**Supplied passage:**
For Period Ended: December 31, 2007

[           ]Transition Report on Form 10-K
[           ]Transition Report on Form 20-F
[           ]Transition Report on Form 11-K
[           ]Transition Report on Form 10-Q
[           ]Transition Report on Form N-SAR

For the Transition Period Ended:

Nothing in this form shall be construed to imply that the Commission has verified any information contained herein.

If the notification relates to a portion of the filing checked above, identify the Item(s) to which the notification relates:

PART I — REGISTRANT INFORMATION

ARVANA INC.
Full Name of Registrant

N/A
Former Name if Applicable

2610 - 1066 West Hastings Street
Address of Principal Executive Office (Street and Number)

Vancouver, British Columbia V6E 3X2
City, State and Zip Code


PART II — RULES 12b-25(b) AND (c)

**Dataset extract:**
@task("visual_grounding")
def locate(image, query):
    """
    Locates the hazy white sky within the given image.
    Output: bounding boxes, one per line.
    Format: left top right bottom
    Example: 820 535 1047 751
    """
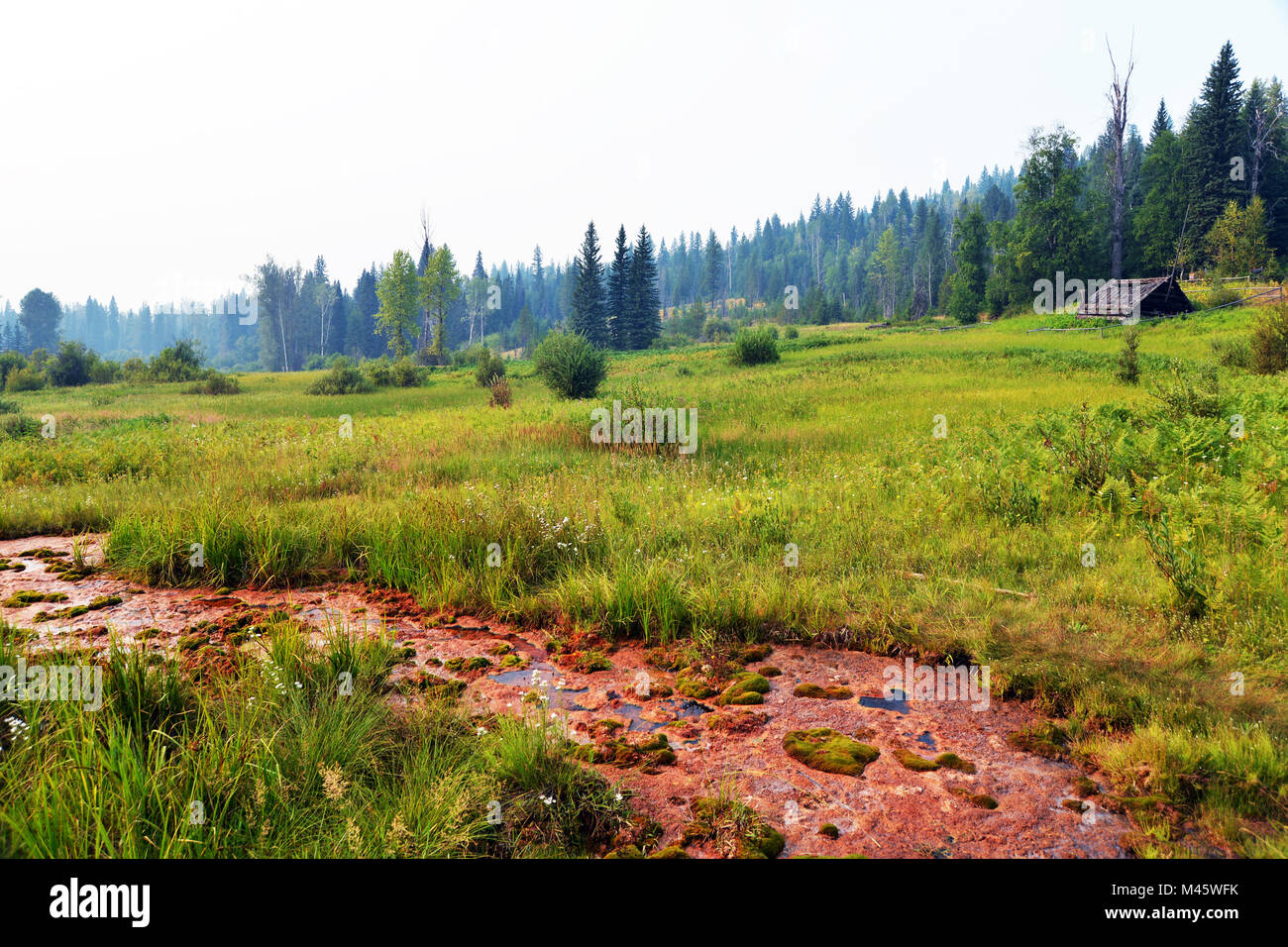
0 0 1288 308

**Work to complete:**
- a) From the form excerpt, list every form type that has its own transition report line.
- b) Please carry on the form excerpt from the point where it stops.

**Task results:**
- a)
Form 10-K
Form 20-F
Form 11-K
Form 10-Q
Form N-SAR

- b)
If the subject report could not be filed without unreasonable effort or expense and the registrant seeks relief pursuant to Rule 12b-25(b), the following should be completed. (Check box if appropriate)

x (a) The reason described in reasonable detail in Part III of this form could not be eliminated without unreasonable effort or expense
   
(b)
The subject annual report, semi-annual report, transition report on Form 10-K, Form 20-F, Form 11-K, Form N-SAR or Form N-CSR, or portion thereof, will be filed on or before the fifteenth calendar day following the prescribed due date; or the subject quarterly report or transition report on Form 10-Q or subject distribution report on Form 10-D, or portion thereof, will be filed on or before the fifth calendar day following the prescribed due date; and
   
(c) The accountant’s statement or other exhibit required by Rule 12b-25(c) has been attached if applicable.

PART III — NARRATIVE

State below in reasonable detail why Forms 10-K, 20-F, 11-K, 10-Q, 10-D, N-SAR, N-CSR, or the transition report or portion thereof, could not be filed within the prescribed time period.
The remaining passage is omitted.